Correio braziliense, n. 20022, 16/03/2018. Cidades, p. 19

 

Crime na bilhetagem, uma mina de ouro

Ana Maria Campos e Bruno Lima

16/03/2018

 

 

OPERAÇÃO TRICKSTER » Investigação da Polícia Civil e do Ministério Público resulta na prisão de 34 suspeitos de integrarem uma quadrilha que driblava a fiscalização do sistema de bilhetagem automática, envolvendo principalmente cooperativas de ônibus da área rural

A Polícia Civil e o Ministério Público do DF se referem à fraude na bilhetagem automática do DFTrans, sob investigação na Operação Trickster, como um esquema que desviou dos cofres públicos “centenas de milhões de reais”. A aposta é de que o lucro de organizações criminosas que atuam para burlar o sistema de transporte público pode ter atingido a casa do bilhão. Nas contas do secretário de Mobilidade do DF, Fábio Damasceno, o crime ficou restrito a um prejuízo R$ 3,5 milhões detectado pelo controle do DFTrans.

Com a participação de 300 policiais civis, a Operação Trickster prendeu ontem 34 suspeitos de integrarem uma organização dividida em três grupos para driblar a fiscalização do sistema de bilhetagem automática, envolvendo principalmente cooperativas de ônibus da área rural. Mas pelo menos uma das empresas foi alvo de busca e apreensão, a Pioneira, da família Constantino. A fraude só ocorreu porque um dos envolvidos tinha uma senha do DFTrans com capacidade para inserir informações falsas essenciais para o sucesso da falcatrua. As prisões foram realizadas no DF, Entorno, João Pessoa (PB) e Recife (PE).

A suspeita é de que os criminosos usavam empresas fictícias, sem registro na Receita Federal, e com CNPJ falso, para a emissão de créditos para vale-transporte que seriam usados por seus empregados. Esses pedidos de crédito inseridos no sistema de bilhetagem geravam boletos de cobrança que nunca eram pagos, mas a fatura era registrada como quitada. A transação falsa e virtual criava créditos reais em cartões de transporte que, depois, eram descarregados nas máquinas validadoras dos permissionários. Toda essa operação ocorria para que o GDF liberasse dinheiro como ressarcimento pelos passageiros que nunca foram transportados. O auditor-fiscal de atividades urbanas Pedro Jorge Oliveira Brasil é apontado como o mentor do esquema (leia na página 20).

## REGISTROS
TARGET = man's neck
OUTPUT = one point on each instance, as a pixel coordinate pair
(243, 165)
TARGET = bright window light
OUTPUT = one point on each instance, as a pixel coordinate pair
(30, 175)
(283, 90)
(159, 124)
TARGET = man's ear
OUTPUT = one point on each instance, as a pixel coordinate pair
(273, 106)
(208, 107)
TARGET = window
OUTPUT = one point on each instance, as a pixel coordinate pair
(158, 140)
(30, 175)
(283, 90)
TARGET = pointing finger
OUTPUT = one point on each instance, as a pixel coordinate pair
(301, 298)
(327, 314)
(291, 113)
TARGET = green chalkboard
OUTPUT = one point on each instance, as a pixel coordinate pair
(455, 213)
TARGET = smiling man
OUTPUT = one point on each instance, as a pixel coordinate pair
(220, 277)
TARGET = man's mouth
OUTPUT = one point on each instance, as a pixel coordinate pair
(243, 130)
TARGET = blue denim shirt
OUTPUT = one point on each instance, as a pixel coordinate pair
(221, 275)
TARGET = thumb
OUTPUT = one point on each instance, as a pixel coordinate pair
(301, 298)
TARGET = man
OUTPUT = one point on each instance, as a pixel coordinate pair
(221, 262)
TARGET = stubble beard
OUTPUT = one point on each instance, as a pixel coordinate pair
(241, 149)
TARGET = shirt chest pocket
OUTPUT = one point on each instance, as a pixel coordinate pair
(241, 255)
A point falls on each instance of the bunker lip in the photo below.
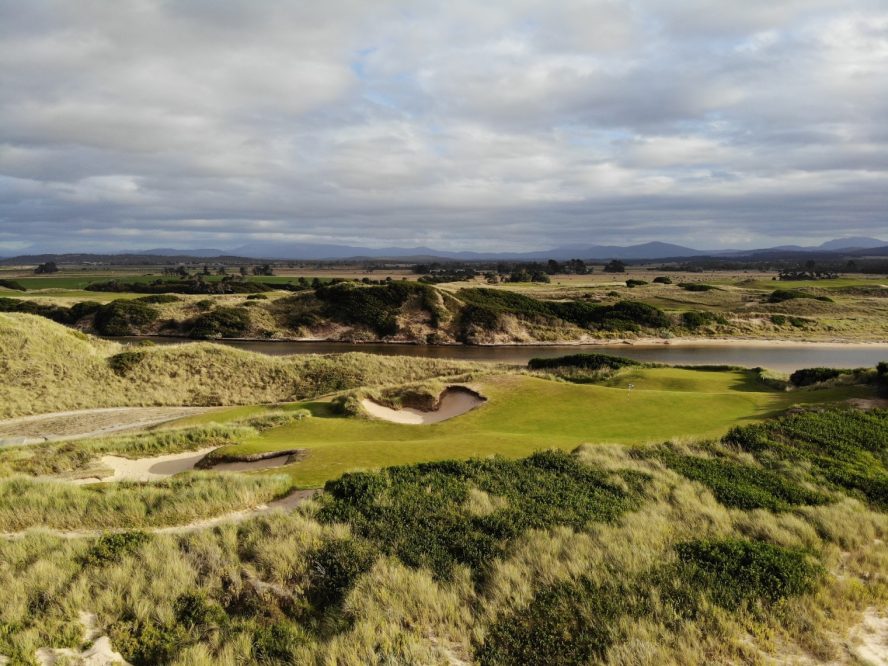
(454, 401)
(162, 467)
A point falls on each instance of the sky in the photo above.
(460, 125)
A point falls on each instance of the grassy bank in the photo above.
(721, 552)
(524, 413)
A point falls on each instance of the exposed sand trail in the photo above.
(80, 424)
(287, 503)
(165, 466)
(454, 401)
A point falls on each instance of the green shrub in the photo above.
(809, 376)
(694, 319)
(159, 299)
(277, 642)
(741, 486)
(124, 362)
(110, 548)
(375, 307)
(585, 361)
(334, 567)
(845, 448)
(565, 624)
(220, 323)
(781, 295)
(737, 572)
(124, 318)
(416, 512)
(697, 286)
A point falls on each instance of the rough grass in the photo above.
(26, 502)
(47, 367)
(572, 573)
(523, 412)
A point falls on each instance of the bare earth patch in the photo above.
(454, 401)
(99, 652)
(288, 503)
(80, 424)
(870, 639)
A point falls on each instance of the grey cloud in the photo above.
(503, 125)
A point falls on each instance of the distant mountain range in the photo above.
(643, 251)
(656, 250)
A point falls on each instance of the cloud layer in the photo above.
(461, 125)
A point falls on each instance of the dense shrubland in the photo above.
(745, 550)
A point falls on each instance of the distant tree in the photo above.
(48, 267)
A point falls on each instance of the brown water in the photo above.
(777, 357)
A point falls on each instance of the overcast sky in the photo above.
(459, 125)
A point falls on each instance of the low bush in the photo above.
(333, 568)
(220, 323)
(111, 548)
(565, 624)
(809, 376)
(845, 448)
(737, 572)
(694, 319)
(741, 486)
(124, 362)
(782, 295)
(697, 286)
(159, 299)
(585, 361)
(416, 512)
(124, 318)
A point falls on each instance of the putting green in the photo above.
(524, 414)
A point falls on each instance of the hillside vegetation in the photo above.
(759, 547)
(48, 367)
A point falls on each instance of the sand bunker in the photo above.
(162, 467)
(79, 424)
(454, 401)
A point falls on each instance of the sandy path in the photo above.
(162, 467)
(288, 503)
(454, 402)
(80, 424)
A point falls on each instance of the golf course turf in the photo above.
(525, 413)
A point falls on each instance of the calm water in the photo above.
(784, 357)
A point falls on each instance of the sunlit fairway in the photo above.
(525, 414)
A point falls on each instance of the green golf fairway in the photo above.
(524, 414)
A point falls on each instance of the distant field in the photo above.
(525, 414)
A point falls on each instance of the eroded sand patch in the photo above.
(99, 652)
(165, 466)
(454, 401)
(871, 639)
(80, 424)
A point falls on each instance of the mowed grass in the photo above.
(524, 414)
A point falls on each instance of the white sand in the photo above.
(872, 639)
(99, 653)
(83, 423)
(148, 469)
(162, 467)
(454, 402)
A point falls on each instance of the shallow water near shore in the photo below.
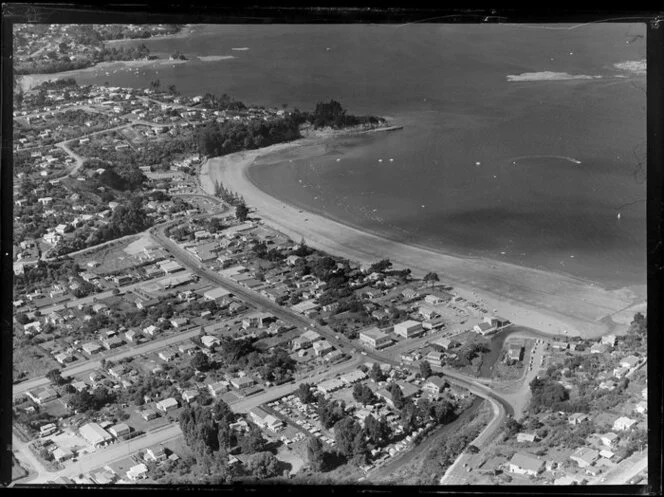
(533, 173)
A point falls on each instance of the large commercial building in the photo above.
(409, 328)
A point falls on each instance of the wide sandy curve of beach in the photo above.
(538, 299)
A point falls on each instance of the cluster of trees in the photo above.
(363, 394)
(332, 114)
(44, 274)
(547, 394)
(232, 136)
(127, 219)
(122, 176)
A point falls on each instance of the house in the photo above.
(258, 415)
(623, 423)
(95, 434)
(62, 454)
(410, 294)
(190, 395)
(243, 382)
(409, 328)
(353, 377)
(155, 453)
(585, 456)
(630, 362)
(525, 437)
(525, 464)
(442, 343)
(216, 294)
(577, 418)
(167, 355)
(497, 322)
(321, 347)
(374, 338)
(117, 370)
(434, 385)
(427, 311)
(149, 414)
(43, 395)
(218, 388)
(514, 352)
(210, 341)
(330, 385)
(91, 348)
(132, 335)
(306, 307)
(79, 386)
(187, 348)
(167, 405)
(435, 358)
(484, 328)
(112, 342)
(434, 299)
(599, 348)
(620, 372)
(120, 430)
(609, 439)
(151, 330)
(641, 407)
(137, 472)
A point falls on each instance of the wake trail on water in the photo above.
(561, 157)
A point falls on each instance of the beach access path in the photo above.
(538, 299)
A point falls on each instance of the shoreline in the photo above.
(29, 81)
(542, 300)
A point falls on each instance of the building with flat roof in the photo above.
(95, 434)
(409, 328)
(375, 338)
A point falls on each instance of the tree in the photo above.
(241, 212)
(363, 394)
(376, 373)
(55, 377)
(263, 465)
(377, 429)
(253, 441)
(345, 431)
(305, 394)
(200, 362)
(397, 395)
(315, 454)
(425, 369)
(431, 278)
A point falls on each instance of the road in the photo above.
(94, 364)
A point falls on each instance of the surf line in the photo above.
(561, 157)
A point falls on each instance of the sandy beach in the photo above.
(538, 299)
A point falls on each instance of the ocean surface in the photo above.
(547, 174)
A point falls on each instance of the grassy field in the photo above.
(34, 361)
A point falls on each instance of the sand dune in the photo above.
(545, 301)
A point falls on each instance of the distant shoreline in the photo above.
(546, 301)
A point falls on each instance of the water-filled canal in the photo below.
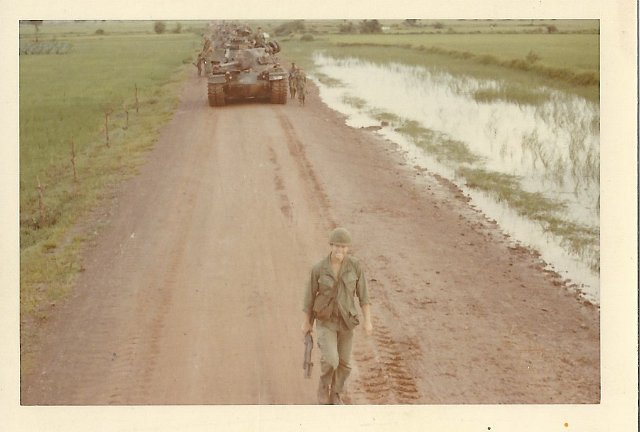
(548, 141)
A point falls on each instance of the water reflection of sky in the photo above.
(553, 146)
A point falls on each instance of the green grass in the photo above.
(63, 98)
(579, 239)
(441, 147)
(565, 61)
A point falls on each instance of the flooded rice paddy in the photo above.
(528, 157)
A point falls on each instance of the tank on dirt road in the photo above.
(248, 74)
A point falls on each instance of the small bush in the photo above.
(159, 27)
(370, 26)
(347, 27)
(532, 57)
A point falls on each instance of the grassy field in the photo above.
(129, 73)
(75, 74)
(517, 52)
(523, 56)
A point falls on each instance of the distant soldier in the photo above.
(258, 38)
(301, 85)
(292, 81)
(208, 60)
(199, 63)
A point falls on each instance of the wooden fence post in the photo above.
(41, 202)
(137, 102)
(73, 161)
(106, 127)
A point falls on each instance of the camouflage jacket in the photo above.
(350, 282)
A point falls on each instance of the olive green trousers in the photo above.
(335, 349)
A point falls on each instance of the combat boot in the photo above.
(336, 399)
(323, 395)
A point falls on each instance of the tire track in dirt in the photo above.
(305, 167)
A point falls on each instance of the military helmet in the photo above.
(340, 236)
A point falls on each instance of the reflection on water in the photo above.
(549, 143)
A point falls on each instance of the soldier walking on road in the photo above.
(301, 85)
(292, 81)
(329, 300)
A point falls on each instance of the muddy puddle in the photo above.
(544, 143)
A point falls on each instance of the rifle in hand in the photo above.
(308, 347)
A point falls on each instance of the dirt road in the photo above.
(192, 292)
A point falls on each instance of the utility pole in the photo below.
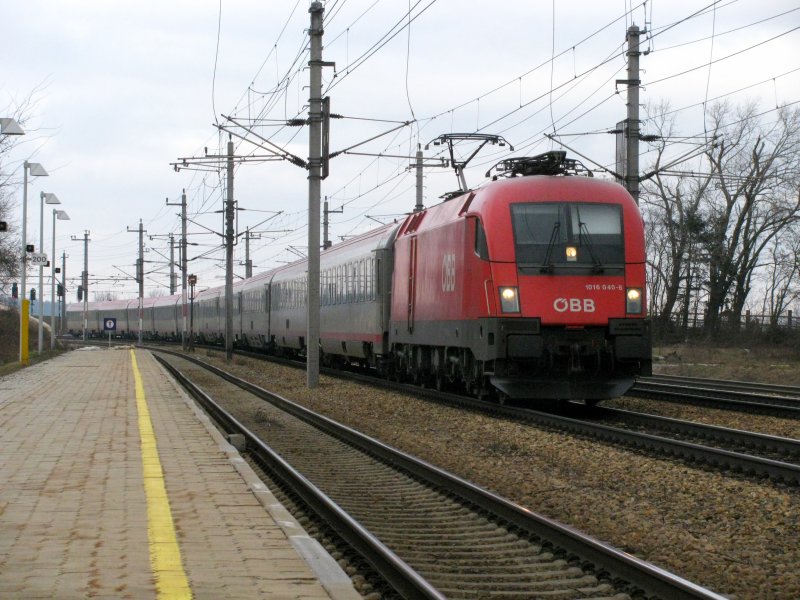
(85, 280)
(632, 150)
(419, 207)
(140, 275)
(326, 241)
(229, 238)
(171, 264)
(248, 264)
(184, 244)
(64, 292)
(314, 188)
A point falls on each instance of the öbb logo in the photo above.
(574, 305)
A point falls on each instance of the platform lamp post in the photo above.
(61, 215)
(44, 198)
(35, 170)
(10, 127)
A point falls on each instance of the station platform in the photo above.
(114, 484)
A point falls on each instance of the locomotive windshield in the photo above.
(553, 235)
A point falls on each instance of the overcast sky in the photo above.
(116, 91)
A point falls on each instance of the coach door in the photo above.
(412, 282)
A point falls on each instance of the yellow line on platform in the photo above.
(165, 554)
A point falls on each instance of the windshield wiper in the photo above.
(598, 266)
(547, 265)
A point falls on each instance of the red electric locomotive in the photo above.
(532, 286)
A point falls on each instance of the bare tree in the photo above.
(672, 207)
(755, 166)
(10, 244)
(781, 275)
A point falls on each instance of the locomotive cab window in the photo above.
(553, 235)
(481, 246)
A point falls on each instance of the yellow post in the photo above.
(23, 323)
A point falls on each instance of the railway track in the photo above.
(774, 400)
(427, 533)
(724, 384)
(781, 456)
(744, 452)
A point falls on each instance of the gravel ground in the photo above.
(730, 534)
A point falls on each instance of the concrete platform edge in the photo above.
(331, 576)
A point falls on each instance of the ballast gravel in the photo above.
(731, 534)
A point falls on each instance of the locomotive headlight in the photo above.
(509, 299)
(634, 301)
(572, 254)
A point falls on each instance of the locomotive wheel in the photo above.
(440, 381)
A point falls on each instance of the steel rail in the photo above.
(725, 384)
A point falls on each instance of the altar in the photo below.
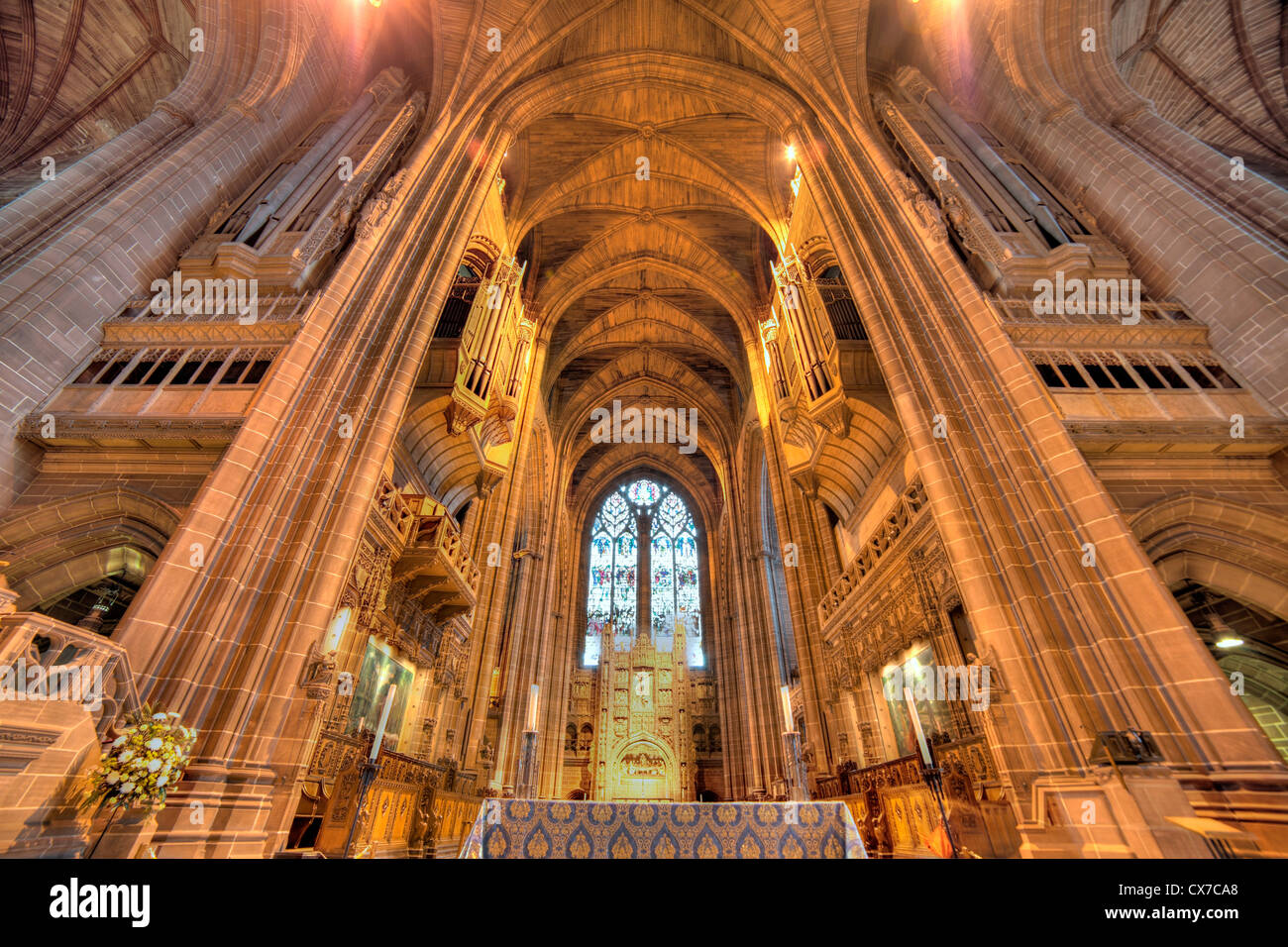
(562, 828)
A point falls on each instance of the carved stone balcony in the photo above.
(75, 663)
(436, 565)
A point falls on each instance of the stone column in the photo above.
(51, 305)
(1081, 648)
(281, 515)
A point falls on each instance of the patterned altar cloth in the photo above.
(557, 828)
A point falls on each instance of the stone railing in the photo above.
(336, 750)
(393, 509)
(283, 305)
(1150, 313)
(73, 664)
(439, 570)
(902, 515)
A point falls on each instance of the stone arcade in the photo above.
(362, 527)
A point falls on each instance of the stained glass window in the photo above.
(675, 595)
(613, 560)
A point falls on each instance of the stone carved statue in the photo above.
(424, 826)
(320, 674)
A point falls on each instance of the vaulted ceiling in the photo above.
(75, 73)
(1218, 68)
(648, 183)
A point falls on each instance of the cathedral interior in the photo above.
(467, 415)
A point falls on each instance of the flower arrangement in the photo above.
(142, 764)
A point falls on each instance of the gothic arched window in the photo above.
(644, 512)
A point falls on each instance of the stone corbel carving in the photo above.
(930, 219)
(318, 680)
(375, 210)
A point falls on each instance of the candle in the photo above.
(532, 706)
(915, 725)
(384, 719)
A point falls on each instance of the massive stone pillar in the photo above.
(1082, 644)
(1164, 213)
(224, 642)
(76, 275)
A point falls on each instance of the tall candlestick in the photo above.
(384, 719)
(532, 706)
(915, 725)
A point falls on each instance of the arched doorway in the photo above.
(1250, 647)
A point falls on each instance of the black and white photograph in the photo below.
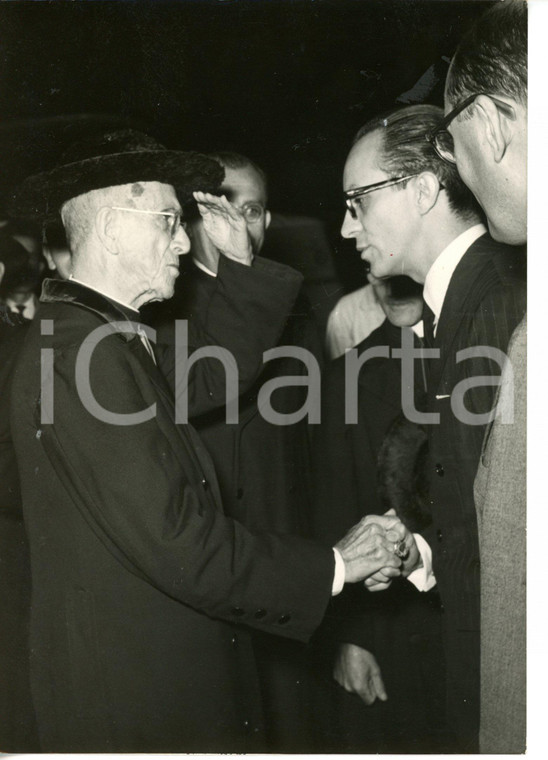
(263, 376)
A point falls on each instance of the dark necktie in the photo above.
(428, 324)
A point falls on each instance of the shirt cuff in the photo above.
(340, 573)
(423, 578)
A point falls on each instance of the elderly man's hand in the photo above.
(397, 533)
(225, 226)
(357, 671)
(366, 549)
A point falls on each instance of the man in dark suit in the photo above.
(387, 647)
(410, 213)
(138, 576)
(17, 724)
(486, 136)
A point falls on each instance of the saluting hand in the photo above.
(225, 226)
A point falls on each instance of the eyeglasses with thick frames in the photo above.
(253, 212)
(351, 196)
(442, 140)
(174, 217)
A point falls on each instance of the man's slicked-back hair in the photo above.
(232, 160)
(492, 56)
(405, 150)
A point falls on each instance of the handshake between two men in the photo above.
(378, 549)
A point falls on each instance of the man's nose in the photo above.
(181, 241)
(350, 226)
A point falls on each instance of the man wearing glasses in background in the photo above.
(410, 213)
(263, 469)
(485, 134)
(138, 576)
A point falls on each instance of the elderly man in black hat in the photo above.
(138, 576)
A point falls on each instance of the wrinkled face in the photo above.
(149, 253)
(245, 188)
(385, 220)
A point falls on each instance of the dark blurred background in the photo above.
(287, 82)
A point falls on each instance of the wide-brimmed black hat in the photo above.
(115, 158)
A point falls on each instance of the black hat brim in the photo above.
(41, 196)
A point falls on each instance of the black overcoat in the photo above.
(138, 576)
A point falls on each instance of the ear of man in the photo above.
(497, 129)
(107, 229)
(427, 191)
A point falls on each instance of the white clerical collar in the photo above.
(203, 267)
(106, 295)
(440, 273)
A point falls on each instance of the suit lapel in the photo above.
(465, 291)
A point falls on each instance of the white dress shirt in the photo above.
(436, 285)
(440, 273)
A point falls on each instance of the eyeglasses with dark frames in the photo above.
(174, 217)
(351, 196)
(441, 138)
(253, 212)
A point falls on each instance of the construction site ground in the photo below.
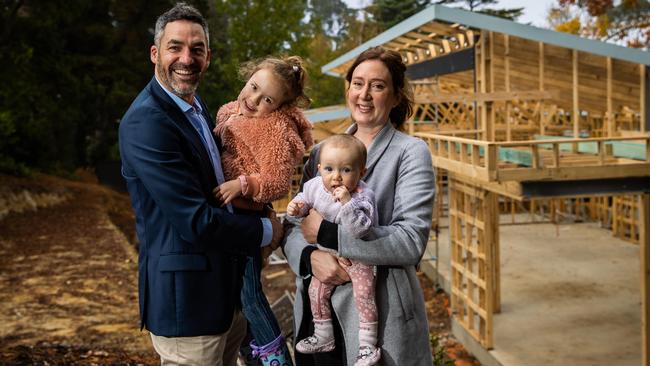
(570, 295)
(68, 278)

## INSTRUÇÕES
• a. Liste os locais onde foram realizadas as prisões, conforme a reportagem sobre a fraude na bilhetagem do DFTrans.
• b. Prossiga a reportagem sobre a fraude na bilhetagem do DFTrans a partir da última frase apresentada.

## RESPOSTAS EM ORDEM
• a.
- DF
- Entorno
- João Pessoa (PB)
- Recife (PE)

• b.
Intervenção

Sem especificar valores, a promotora de Justiça Lenna Daher, da área de Defesa do Patrimônio Público do DF, apontou que o sistema de bilhetagem automática do DF é uma “mina de ouro” para criminosos que querem ganhar dinheiro fácil. O Ministério Público do Distrito Federal e Territórios (MPDFT) não descarta, inclusive, adotar medidas judiciais para intervir na gestão do sistema pela extrema vulnerabilidade das operações. “O Ministério Público do DF, além de se preocupar com a responsabilização criminal, com o aprofundamento dessas investigações, está estudando medidas urgentes de caráter cível e administrativo para interferir na gestão do sistema”, destacou.

Daher ressaltou que as irregularidades e brechas já haviam sido apontadas em relatórios da Controladoria do DF e que o GDF não adotou medidas para saná-las. A promotora ainda afirmou que os próximos passos serão aprofundar as investigações e tentar recuperar parte do dinheiro perdido. “Esses valores do orçamento que deveriam ser destinados para o custeio de serviços públicos de uma sociedade tão carente como o DF, estão abastecendo os cofres de organizações criminosas que descobriram uma mina de ouro”, analisou.

Esse entendimento é compartilhado por Fernando Cesar Costa, chefe da Coordenação de Combate ao Crime Organizado, contra a Administração Pública e contra a Ordem Tributária. De acordo com o delegado, desde sua criação, em 2007, o sistema tem sido cobiçado por ações criminosas pela fragilidade da segurança. Ele classificou a situação como “inadmissível” e adiantou que esta foi somente a primeira fase da operação.“Agora, com a medida cautelar autorizada pela 3ª Vara Criminal de Brasília, que é um espelhamento do sistema, nós vamos conseguir ter uma real dimensão do quanto foi fraudado, de que forma foi fraudado e quem eram todas as pessoas que operavam fraudulentamente nesse sistema”, pontuou.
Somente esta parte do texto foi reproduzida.